NomosDA

Inner Product Arguments for Data Availability

IPAs have been proposed for use in data availability sampling due to several key advantages over the more popular KZG scheme.

Nomos Team

Nov 22, 2024 • 8 min read

Part 3 of a Series on Polynomial Commitment Schemes for NomosDA. Read Part 1 here and Part 2 here.

An Inner Product Argument (IPA) is an argument of knowledge scheme that uses Pedersen commitments to create commitments to polynomials. This scheme was introduced in a 2016 paper and refined in a 2017 paper by some of the same co-authors for use in Bulletproof ZK proofs. More recently, IPAs have been proposed for use in data availability sampling due to several key advantages over the more popular KZG scheme - namely, their transparent setup and relatively simple mathematical basis. As before, we will describe how the scheme works, followed by an analysis based on our criteria from Part 1.

How IPAs Work

Building Blocks

Before we can describe how IPAs work, it is crucial to understand their two primary “building blocks” - inner products and Pedersen commitments. An inner product is an operation involving two vectors where each element in one vector is multiplied by its corresponding element in the second vector, and the results are added up. In other words, for vectors $\vec a=\begin{bmatrix} a_0 & a_1 &\dots & a_{n-1} \end{bmatrix}$ and $\vec b=\begin{bmatrix} b_0 & b_1 &\dots & b_{n-1} \end{bmatrix}$ of the same length $n$, their inner product is defined as:

$$ P=\vec a \cdot \vec b=\sum_{i=0}^{n-1}a_ib_i $$

A Pedersen commitment is a relatively simple commitment that is built using the inner products of a vector of scalars and a vector of elliptic curve points. Like the KZG scheme, the Pedersen scheme relies on the difficulty of the generalised discrete logarithm problem for elliptic curves to ensure that a commitment cannot be falsified. Before a commitment can be created, the parties involved agree on a public vector of elliptic curve points $\vec G=\begin{bmatrix} G_0 & G_1 &\dots & G_{n-1} \end{bmatrix}$, known as the basis, which can be generated by any party. The length $n$ of this basis determines the maximum degree ($n-1$) of the polynomials that can be committed to with this setup.
---+---
| Required actions |
- A) Using the article on inner product arguments, say whether each statement agrees with it: (i) the IPA scheme was first introduced in a 2017 paper; (ii) any party can generate the basis of elliptic curve points; (iii) a transparent setup is one advantage of IPAs over the KZG scheme. Answer yes or no for each, and quote the deciding words from the article.
- B) Extend the article on inner product arguments by writing what comes next after its final sentence.

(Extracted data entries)
---+---
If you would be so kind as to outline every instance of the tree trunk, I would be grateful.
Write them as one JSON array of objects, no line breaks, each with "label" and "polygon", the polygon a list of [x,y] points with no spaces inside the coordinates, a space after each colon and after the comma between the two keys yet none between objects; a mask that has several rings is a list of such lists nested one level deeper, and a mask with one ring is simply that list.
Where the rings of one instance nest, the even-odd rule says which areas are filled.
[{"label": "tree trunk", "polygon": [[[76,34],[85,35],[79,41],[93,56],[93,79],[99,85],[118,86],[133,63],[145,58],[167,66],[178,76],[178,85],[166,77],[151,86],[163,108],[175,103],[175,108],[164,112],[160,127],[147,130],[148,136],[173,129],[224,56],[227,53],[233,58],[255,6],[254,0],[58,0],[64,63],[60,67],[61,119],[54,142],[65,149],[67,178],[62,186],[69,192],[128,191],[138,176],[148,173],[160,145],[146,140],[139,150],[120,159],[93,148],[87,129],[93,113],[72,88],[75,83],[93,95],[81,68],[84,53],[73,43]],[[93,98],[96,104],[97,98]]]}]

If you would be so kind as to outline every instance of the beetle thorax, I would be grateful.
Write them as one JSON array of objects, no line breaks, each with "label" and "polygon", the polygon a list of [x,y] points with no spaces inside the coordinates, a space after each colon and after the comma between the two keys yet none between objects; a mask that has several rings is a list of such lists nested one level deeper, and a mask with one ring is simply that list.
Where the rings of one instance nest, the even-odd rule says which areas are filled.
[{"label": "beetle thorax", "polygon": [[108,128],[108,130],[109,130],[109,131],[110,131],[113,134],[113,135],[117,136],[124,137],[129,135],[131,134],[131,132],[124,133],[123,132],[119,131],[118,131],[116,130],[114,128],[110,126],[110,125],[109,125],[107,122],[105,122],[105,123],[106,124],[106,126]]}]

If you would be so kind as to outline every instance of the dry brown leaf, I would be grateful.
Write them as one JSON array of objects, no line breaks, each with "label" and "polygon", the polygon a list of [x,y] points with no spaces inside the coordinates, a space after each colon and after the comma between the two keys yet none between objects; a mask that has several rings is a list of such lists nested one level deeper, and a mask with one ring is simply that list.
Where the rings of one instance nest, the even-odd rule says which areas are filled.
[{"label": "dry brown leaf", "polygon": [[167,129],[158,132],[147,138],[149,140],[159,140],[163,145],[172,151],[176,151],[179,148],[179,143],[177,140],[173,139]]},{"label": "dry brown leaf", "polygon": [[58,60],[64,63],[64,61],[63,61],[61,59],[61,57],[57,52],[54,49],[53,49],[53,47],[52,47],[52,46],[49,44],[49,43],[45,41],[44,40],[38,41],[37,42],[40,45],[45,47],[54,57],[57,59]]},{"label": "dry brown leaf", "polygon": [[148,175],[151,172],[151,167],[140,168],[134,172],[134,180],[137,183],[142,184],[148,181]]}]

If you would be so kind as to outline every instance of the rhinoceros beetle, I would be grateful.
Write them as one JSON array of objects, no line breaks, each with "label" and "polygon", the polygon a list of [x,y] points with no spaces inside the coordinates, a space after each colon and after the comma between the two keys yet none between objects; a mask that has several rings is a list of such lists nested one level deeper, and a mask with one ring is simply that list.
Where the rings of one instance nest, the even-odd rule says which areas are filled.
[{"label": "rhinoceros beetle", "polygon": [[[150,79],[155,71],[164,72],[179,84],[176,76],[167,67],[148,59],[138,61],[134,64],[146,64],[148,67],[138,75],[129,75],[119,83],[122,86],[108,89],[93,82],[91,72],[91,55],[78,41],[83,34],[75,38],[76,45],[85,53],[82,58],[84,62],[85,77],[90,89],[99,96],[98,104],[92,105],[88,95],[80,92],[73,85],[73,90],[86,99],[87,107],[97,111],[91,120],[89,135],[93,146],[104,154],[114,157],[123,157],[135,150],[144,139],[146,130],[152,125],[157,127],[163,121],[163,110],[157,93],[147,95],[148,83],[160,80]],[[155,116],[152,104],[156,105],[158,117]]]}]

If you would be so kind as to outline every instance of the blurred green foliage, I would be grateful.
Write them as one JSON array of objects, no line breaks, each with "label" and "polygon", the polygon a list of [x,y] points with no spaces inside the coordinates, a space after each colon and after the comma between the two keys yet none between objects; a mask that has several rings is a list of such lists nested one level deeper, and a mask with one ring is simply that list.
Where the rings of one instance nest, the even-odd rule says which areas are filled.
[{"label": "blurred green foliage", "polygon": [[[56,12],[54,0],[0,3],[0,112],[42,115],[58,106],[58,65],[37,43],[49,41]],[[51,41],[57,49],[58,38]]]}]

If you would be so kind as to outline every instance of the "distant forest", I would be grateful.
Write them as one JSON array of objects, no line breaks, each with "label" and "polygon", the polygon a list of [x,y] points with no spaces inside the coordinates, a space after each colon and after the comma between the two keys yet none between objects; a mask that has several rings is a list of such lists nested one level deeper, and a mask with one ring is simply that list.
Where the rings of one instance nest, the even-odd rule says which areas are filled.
---+---
| Answers provided |
- A)
(i) No: "This scheme was introduced in a 2016 paper and refined in a 2017 paper"
(ii) Yes: "which can be generated by any party"
(iii) Yes: "namely, their transparent setup and relatively simple mathematical basis"

- B)
For a polynomial $f(x)$ with coefficients $f_i$, a Pedersen commitment is created by computing the inner product of the vector of coefficients $\vec f=\begin{bmatrix} f_0 & f_1 &\dots & f_{n-1} \end{bmatrix}$ with $\vec G$, as follows:

$$ C=\vec f \cdot \vec G=\sum_{i=0}^{n-1}f_iG_i $$

The resulting commitment $C$ is an elliptic curve point on $\mathbb{G}$. Note that the public curve points in $\vec G$ require no trusted setup phase or secret generation, only requiring that a scalar $q$ is not known to the prover or verifier such that $G_i=qG_j$ for any points in the basis. This stands in contrast to KZG’s use of multiparty computation to generate the public set of elliptic curve points.

In its basic form, a Pedersen commitment is not very useful for data availability applications, since providing a proof for an evaluation $f(u)=v$ requires the prover to send all the coefficients $f_i$ to allow the verifier to compute the commitment and verify that it is correct. With a proof size of $\mathcal{O}(n)$, this is no better than just evaluating the polynomial directly.

Inner Product Arguments

Instead, we will create a commitment to $f(x)$ in the form of an inner product argument. Essentially, the goal is to create Pedersen commitments to show that the prover knows a coefficient vector $\vec f$ and a vector of the input powers $\vec u=\begin{bmatrix} 1 & u & u^2 &\dots & u^{n-1} \end{bmatrix}$, as well as the evaluation $v=f(u)$. In our case, where $\vec u$ is known to both the prover and verifier, there is no need to create a commitment to this vector. Additionally, while the IPA scheme can include a blinding factor to ensure that information apart from the selected evaluation is not revealed to the verifier, this is not an important property for data availability sampling since there is no need to hide the polynomial coefficients. Therefore, this factor will therefore be left out of the explanation that follows.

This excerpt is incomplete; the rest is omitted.